++++ DOCUMENT PASSAGE

Appendix 4 - Institute of Chartered Accountants in Australia (ICAA) – suggested amendments
Option 1: Input taxing the supply of
Australian tour packages by foreign tour operators to non-resident tourists
Under this option,
non-resident suppliers of Australian tour packages or components thereof would
not be able to claim input tax credits on acquisition of these. The ICAA suggests that this would be achieved
by inserting into the GST Act the following provision:-
40-XX Australian holidays supplied by non-residents
- A supply of an *Australian holiday is input-taxed if:
- the supplier is a *non-resident; and
- the supplier is not *carrying on an *enterprise in Australia.
- For
the purposes of subsection (1), the supply of an Australian holiday includes a
right to any one or more of transport, accommodation, meals, attractions and
other holiday-related supplies in Australia where:-
- the
supplier will not be making to the person undertaking the Australian holiday the underlying supplies to
which the right relates; and
- the
underlying supplies will be used by the person undertaking the Australian
holiday for purposes not connected with the *carrying on of an *enterprise by
the recipient of the supply.
Option 2: Limiting the existing GST registration
requirements to entities carrying on (or intending to carry on) an enterprise
within Australia
ICAA's Option 2 involves substituting the references to “carrying on an
enterprise” in sections 23-1, 23-5 and 23-10 of the GST Act to “carrying on an
enterprise in Australia”. As the
non-resident tour operators do not carry on enterprise in Australia, they would
not be entitled to register. The result
of this would be that foreign tour operators would cease to have a GST input
tax credit entitlement.
In addition, to ensure that entertainers or sportsmen/women who perform
in Australia will continue to be subject to GST, the ICAA suggest that a new
sub-section be inserted after section 23-5 stating that:
For the avoidance of doubt, you are *carrying
on an *enterprise in Australia if you make supplies that are *connected with
Australia within section 9-25(5)”.
In order to allow entities which are
considering investing in Australia or which do business in Australia (e.g.
negotiating the acquisition of products to be exported from Australia) to claim
input tax credits on qualifying business expenses incurred, the ICAA suggest
that either:-
- a
provision be inserted to allow registration in these limited circumstances; or
- a system similar to the
VAT Reclaim system utilised in some overseas countries, be set up to permit
businesses which do not carry on an enterprise in Australia to claim back GST
on qualifying business expenses which they incur in Australia.
Method 1
If the issue is resolved under the first of
these methods, the ICAA suggest that section 23-1 be amended as indicated below
in bold and that a provision be inserted as
indicated below:
23-1 Entities not carrying on enterprise in
Australia which may be registered
- You
may be *registered under this Act if you are a non-resident and you make or
intend to make *qualifying acquisitions in Australia in the course of carrying
on an enterprise (whether or not your turnover is at, above or below the
*registration turnover threshold).
- For
the purposes of subsection 23-12(1), qualifying acquisitions means acquisitions
which:
- are effectively used and
enjoyed by you; and
- are not supplied by you to
another entity.
The ICAA notes an
unresolved problem associated with this option, noting that FTOs could use this
to get registered and then claim ITCs, unless ITCs are also limited for
non-residents who are not carrying on enterprise in Australia to qualifying
expenses. The ICAA advised that time pressures had not permitted them to draft
provisions appropriate for this purpose.

++++++++

= AIM OF THE EXERCISE =
From the appendix on the ICAA's suggested GST amendments, list every kind of supply that the proposed definition of an Australian holiday says a right may cover.

++++ MATERIAL SHOWN

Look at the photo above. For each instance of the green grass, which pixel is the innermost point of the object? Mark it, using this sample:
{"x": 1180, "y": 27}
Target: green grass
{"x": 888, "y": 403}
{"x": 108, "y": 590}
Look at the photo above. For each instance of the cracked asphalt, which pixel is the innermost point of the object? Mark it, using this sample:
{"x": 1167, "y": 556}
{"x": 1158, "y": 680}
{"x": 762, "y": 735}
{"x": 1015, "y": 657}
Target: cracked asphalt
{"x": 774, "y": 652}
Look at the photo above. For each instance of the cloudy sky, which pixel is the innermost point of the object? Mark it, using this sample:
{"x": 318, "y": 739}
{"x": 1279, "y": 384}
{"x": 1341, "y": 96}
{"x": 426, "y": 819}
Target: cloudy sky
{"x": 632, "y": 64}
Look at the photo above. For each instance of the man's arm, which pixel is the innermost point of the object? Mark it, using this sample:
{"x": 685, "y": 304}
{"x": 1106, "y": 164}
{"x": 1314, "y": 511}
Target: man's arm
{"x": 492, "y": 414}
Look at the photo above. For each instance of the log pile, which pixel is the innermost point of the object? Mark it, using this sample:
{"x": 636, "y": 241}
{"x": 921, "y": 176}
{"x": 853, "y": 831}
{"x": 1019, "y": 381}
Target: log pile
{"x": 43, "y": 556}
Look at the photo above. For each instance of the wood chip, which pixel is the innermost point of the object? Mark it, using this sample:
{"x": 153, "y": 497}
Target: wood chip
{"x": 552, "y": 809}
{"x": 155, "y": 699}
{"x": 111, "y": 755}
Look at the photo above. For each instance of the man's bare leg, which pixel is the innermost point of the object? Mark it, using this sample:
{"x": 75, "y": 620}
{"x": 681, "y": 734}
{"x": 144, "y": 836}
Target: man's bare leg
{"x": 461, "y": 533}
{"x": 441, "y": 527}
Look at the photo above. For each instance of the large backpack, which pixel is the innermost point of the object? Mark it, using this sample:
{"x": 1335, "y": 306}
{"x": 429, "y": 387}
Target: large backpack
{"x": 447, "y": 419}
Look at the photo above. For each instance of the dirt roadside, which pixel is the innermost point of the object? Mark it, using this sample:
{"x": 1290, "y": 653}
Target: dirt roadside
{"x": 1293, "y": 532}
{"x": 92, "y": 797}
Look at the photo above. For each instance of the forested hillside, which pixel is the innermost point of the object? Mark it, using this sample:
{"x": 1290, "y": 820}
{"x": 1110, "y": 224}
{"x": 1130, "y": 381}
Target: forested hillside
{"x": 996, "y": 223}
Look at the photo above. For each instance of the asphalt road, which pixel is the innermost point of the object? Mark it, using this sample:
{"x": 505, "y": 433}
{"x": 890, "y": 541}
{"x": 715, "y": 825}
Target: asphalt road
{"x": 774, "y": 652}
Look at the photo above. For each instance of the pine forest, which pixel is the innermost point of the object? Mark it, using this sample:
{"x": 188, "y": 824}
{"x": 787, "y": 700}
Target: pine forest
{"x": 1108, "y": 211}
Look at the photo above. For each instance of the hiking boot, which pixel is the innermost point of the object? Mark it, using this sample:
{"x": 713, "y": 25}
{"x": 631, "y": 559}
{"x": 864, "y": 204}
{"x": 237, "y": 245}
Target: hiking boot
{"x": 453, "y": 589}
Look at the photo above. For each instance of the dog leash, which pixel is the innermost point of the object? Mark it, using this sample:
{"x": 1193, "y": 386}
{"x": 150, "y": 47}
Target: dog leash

++++++++

= THE COMPLETED TASK =
Transport, accommodation, meals, attractions, and other holiday-related supplies in Australia.